La porte du ciel – Dominique Fortier

la porte du cielAussi bizarre que ça puisse paraître, je n’avais jamais lu de roman de Dominique Fortier.   Je n’ai d’ailleurs aucun souvenir d’avoir acheté celui-là ce qui, à défaut d’être étonnant, est plutôt révélateur.  Mais j’ai un vague souvenir d’avoir VOULU l’acheter après avoir entendu parler d’une des inspirations de l’auteur, les célèbres courtepointes de Gee’s Bend.  Vous ne connaissez pas?  Fouinez un peu, vous allez voir, elles sont magnifiques!

 

Le roman s’ouvre sur deux fillettes.  L’une est blanche est l’autre est noire.  Nous sommes dans le sud des États-Unis, deuxième moitié du 19e.  L’esclavage existe encore et le Docteur McCoy, pour faire un grand geste altruiste, achète celle qui s’appellera Eve et qui cause des problèmes à sa plantation où elle est esclave depuis qu’on a vendu sa mère à on ne sait qui.   Elles vont grandir, l’une avec un statut clair, l’autre, beaucoup moins.  Entre servante et amie d’Eleanor (la jeune fille blanche), elle ne sait trop où est sa place.

:: Items fournis ::
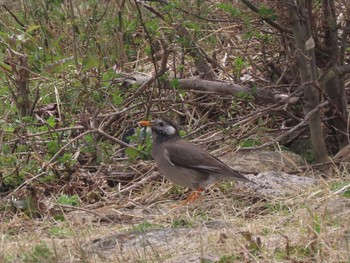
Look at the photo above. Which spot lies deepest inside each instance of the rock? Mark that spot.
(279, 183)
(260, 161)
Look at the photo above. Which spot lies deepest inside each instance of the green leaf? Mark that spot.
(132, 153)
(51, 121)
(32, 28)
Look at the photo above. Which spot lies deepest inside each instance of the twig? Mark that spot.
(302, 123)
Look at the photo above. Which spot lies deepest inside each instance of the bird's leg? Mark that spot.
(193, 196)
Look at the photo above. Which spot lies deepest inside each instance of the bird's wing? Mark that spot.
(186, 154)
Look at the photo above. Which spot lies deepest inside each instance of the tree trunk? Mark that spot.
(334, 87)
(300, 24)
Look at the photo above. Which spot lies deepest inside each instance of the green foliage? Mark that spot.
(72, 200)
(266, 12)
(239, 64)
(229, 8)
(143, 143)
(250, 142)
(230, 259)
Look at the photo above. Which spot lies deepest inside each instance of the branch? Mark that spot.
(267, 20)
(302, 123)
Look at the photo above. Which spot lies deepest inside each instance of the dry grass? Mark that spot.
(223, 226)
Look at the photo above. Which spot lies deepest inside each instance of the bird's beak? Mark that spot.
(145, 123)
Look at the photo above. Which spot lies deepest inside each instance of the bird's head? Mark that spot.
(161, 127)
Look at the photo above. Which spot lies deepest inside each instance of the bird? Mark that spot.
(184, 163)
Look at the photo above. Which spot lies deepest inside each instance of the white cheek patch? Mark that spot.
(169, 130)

...

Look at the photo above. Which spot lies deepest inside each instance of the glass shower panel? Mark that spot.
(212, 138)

...

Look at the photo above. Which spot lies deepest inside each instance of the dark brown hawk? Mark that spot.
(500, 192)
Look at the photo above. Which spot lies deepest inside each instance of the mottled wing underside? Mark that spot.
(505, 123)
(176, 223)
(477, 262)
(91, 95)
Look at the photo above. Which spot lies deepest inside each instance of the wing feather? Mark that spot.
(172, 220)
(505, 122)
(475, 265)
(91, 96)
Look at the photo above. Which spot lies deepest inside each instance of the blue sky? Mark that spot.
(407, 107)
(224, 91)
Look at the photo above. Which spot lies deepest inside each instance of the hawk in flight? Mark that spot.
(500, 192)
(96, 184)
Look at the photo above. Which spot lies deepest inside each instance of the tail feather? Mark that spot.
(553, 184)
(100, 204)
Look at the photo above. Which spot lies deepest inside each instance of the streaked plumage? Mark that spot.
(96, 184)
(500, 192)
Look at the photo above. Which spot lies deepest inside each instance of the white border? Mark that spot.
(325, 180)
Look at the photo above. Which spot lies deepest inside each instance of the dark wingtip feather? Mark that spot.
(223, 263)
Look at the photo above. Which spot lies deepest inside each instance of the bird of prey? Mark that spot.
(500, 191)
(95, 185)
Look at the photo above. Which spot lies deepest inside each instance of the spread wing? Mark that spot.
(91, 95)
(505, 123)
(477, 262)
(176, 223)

:: Consignes ::
1. Selon l'extrait, quelle inspiration de l'auteur du roman est mentionnée ?
2. Retapez dans l'extrait tout le passage qui va de « la porte du cielAussi » jusqu'à « elles sont magnifiques! » inclus.

:: Réponses ::
1. Les célèbres courtepointes de Gee's Bend.

2.
la porte du cielAussi bizarre que ça puisse paraître, je n’avais jamais lu de roman de Dominique Fortier.   Je n’ai d’ailleurs aucun souvenir d’avoir acheté celui-là ce qui, à défaut d’être étonnant, est plutôt révélateur.  Mais j’ai un vague souvenir d’avoir VOULU l’acheter après avoir entendu parler d’une des inspirations de l’auteur, les célèbres courtepointes de Gee’s Bend.  Vous ne connaissez pas?  Fouinez un peu, vous allez voir, elles sont magnifiques!